• _MATERIAL PROVIDED_:
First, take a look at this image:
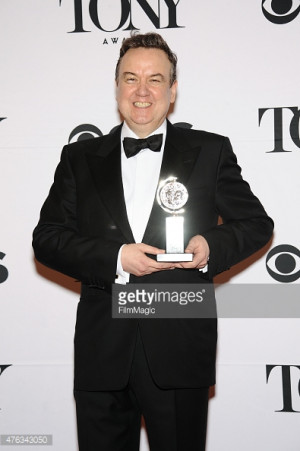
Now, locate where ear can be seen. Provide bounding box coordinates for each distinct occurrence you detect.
[170,80,178,103]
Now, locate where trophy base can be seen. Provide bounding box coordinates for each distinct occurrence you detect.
[156,254,194,262]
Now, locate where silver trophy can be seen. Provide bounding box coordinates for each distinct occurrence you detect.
[156,177,193,262]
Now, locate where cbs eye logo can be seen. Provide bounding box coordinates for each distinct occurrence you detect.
[266,244,300,283]
[261,0,300,25]
[68,122,192,144]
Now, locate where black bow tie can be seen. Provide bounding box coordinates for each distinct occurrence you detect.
[123,133,163,158]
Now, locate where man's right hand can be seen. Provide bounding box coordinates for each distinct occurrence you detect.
[121,243,174,276]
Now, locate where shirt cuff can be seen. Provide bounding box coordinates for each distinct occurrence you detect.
[115,244,130,285]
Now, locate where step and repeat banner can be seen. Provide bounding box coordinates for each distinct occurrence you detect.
[0,0,300,451]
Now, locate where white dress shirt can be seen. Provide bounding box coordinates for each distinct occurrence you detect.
[115,121,167,284]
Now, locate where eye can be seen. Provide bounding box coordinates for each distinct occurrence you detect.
[68,124,103,143]
[125,76,136,83]
[266,244,300,283]
[262,0,300,24]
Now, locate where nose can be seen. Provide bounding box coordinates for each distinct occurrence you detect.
[136,81,149,97]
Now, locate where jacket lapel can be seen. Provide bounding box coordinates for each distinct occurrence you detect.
[87,126,134,243]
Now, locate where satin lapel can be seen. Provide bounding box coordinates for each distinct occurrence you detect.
[143,122,201,244]
[87,128,134,243]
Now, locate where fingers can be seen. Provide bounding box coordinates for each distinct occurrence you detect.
[121,243,174,276]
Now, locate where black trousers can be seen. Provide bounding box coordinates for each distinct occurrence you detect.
[74,332,208,451]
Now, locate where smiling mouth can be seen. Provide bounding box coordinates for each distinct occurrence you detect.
[134,102,151,108]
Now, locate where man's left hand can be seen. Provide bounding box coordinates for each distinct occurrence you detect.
[175,235,209,269]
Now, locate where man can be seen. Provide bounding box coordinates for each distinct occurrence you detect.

• _WHAT YOU NEED TO DO_: Copy the stretch from the start of the entries through the line containing "[115,244,130,285]", keeping all other text unchanged but shifting every bounding box coordinate up by 149. Leave the pictures out.

• _WRITTEN REPLY_:
First, take a look at this image:
Now, locate where ear can be seen. Provide bounding box coordinates for each distinct occurrence you detect.
[319,229,327,252]
Now, locate where trophy base can be seen. Provide bounding box coordinates for each distinct occurrence you detect.
[305,403,343,411]
Now, locate where silver trophy can be seen. Provide bounding box coordinates for each distinct occurrence you detect.
[305,326,342,411]
Now, locate where cbs eye logo can be seen. Provide bounding box coordinates for each distinct occurrence you detect.
[415,393,449,432]
[410,149,449,174]
[217,271,341,293]
Now, locate where black bow tie can be seen. Provide bounding box coordinates for each distinct occurrence you detect.
[272,282,312,307]
Now, locate where man's right hand can be seen. Provide bounding box coordinates for each distinct occurrence you detect.
[270,392,323,425]
Now, locate where shirt cuff can be seen. Provide bounding box coordinates for each distinct occurrence you detect.
[264,393,279,434]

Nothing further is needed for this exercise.